Task brief
Render the item lines below as a Markdown table with columns "Row" and "Item line", starting at the line containing "the truck windshield" and ending at the last line of the items. Number the rows sequentially and omit any blank lines.

Task inputs
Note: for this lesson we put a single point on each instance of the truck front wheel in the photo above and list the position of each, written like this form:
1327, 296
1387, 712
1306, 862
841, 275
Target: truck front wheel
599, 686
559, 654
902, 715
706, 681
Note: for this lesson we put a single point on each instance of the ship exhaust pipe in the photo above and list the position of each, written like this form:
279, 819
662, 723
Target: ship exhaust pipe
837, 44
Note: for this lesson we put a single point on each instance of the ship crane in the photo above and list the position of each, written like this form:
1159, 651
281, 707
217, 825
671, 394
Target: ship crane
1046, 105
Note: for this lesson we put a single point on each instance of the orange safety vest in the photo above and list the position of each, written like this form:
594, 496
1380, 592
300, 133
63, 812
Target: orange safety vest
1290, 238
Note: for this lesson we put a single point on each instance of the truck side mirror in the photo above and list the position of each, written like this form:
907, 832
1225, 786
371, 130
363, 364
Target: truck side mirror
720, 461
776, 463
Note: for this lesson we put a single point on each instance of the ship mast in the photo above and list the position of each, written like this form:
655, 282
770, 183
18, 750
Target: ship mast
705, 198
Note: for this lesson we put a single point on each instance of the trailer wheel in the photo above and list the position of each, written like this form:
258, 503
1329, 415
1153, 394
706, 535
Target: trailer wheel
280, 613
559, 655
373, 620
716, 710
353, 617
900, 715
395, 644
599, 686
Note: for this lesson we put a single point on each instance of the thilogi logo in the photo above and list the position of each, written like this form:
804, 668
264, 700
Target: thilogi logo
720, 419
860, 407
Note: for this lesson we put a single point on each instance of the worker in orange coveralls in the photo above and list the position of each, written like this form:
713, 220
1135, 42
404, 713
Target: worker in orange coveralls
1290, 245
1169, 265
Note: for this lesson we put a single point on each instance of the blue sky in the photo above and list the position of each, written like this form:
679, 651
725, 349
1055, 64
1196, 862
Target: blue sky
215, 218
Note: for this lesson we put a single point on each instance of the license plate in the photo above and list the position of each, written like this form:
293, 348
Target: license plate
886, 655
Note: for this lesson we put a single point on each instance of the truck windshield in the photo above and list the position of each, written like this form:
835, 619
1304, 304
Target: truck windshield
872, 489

Result for this exercise
| Row | Item line |
|---|---|
| 1 | Note: for this lesson we put a single point on each instance of the truck windshield in the photo above and list the position of each, written like this form: |
| 2 | 835, 619 |
| 3 | 1304, 304 |
| 4 | Target: truck windshield |
| 5 | 872, 489 |